→ **Required work**
Scale the material from its start through the line with "x=530, y=307", giving every line again with the requests included. Multiply each answer coordinate by 2.6 and round to whole numbers, halves up. Leave the requests and their sample coordinates unchanged.

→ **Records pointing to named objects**
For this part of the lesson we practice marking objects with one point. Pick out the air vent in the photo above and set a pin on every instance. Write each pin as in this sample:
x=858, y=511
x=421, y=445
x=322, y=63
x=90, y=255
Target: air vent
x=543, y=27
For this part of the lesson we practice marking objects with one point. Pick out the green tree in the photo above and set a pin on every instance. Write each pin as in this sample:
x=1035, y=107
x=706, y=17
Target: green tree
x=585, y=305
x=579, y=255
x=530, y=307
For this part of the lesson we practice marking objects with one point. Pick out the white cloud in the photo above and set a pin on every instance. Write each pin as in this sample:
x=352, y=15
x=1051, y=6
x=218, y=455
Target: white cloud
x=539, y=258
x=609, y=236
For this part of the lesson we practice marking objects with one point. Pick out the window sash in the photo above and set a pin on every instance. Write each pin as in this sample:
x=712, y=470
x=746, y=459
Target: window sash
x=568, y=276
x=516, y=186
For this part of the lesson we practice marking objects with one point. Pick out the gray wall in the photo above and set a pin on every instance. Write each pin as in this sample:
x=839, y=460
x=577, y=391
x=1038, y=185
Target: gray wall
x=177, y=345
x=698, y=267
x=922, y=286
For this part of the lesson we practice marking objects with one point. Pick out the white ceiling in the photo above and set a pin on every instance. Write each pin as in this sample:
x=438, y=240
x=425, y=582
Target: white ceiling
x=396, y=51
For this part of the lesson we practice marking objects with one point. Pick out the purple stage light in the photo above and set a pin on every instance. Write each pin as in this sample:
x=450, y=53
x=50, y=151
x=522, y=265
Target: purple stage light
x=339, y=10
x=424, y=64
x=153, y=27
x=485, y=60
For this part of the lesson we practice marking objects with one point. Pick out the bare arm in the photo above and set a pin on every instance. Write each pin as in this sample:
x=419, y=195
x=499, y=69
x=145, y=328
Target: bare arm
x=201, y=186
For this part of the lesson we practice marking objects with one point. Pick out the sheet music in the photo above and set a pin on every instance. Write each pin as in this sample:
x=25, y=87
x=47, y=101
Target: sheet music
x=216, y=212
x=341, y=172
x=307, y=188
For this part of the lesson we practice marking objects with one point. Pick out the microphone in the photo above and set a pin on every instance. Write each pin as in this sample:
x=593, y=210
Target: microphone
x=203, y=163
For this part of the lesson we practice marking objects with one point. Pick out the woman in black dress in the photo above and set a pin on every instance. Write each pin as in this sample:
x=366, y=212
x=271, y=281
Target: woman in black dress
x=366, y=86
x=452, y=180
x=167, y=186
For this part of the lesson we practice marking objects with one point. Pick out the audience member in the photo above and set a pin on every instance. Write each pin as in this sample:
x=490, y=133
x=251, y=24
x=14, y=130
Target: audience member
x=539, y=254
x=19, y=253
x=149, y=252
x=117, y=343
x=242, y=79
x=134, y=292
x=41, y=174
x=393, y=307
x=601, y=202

→ **Answer for this exercise**
For this part of the lesson we practice marking objects with one point. Pick out the air vent in the photo above and set a pin on every instance. Write each pin as in this sample:
x=858, y=511
x=421, y=445
x=322, y=63
x=90, y=255
Target: air vent
x=1412, y=70
For this part of the lesson we practice marking objects with one point. Pick out the green tree in the photo above and set a pin on every instance. Write each pin as in this sample:
x=1035, y=107
x=706, y=17
Target: green tree
x=1521, y=793
x=1505, y=663
x=1378, y=798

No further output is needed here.